▸ **Passage shown**
By Alex Villafania
INQUIRER.net
WHEN it comes to game complexity, developer Ubisoft almost always lands on top of the list. Nearly all its action-oriented games require a considerable learning curve just to get through the controls. This is common in its Splinter Cell and Ghost Recon: Advanced Warfighter series wherein every aspect of the Xbox 360 controller is used. Nonetheless, these controls become essential to the entire gameplay. The company’s latest game is Assassin’s Creed (designed by no other than my favorite game developer, Jade Raymond), which melds together a lot of gameplay elements from Splinter Cell, God of War, Elder Scrolls, and Prince of Persia.

▸ **Given data**
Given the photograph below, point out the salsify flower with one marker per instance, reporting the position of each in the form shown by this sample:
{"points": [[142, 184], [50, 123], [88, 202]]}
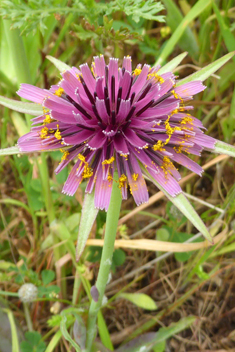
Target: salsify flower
{"points": [[108, 118]]}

▸ **Work request**
Condense the paragraph of the passage on Ubisoft games that begins "WHEN it comes to game complexity" into a shorter version that keeps its main facts.

▸ **Result for this task**
Ubisoft's games are among the most complex, and nearly all of its action titles have a steep learning curve for the controls. Its Splinter Cell and Ghost Recon: Advanced Warfighter series use every part of the Xbox 360 controller, and those controls are essential to the gameplay. Its latest game, Assassin's Creed, was designed by the writer's favorite game developer, Jade Raymond. It combines gameplay elements from Splinter Cell, God of War, Elder Scrolls, and Prince of Persia.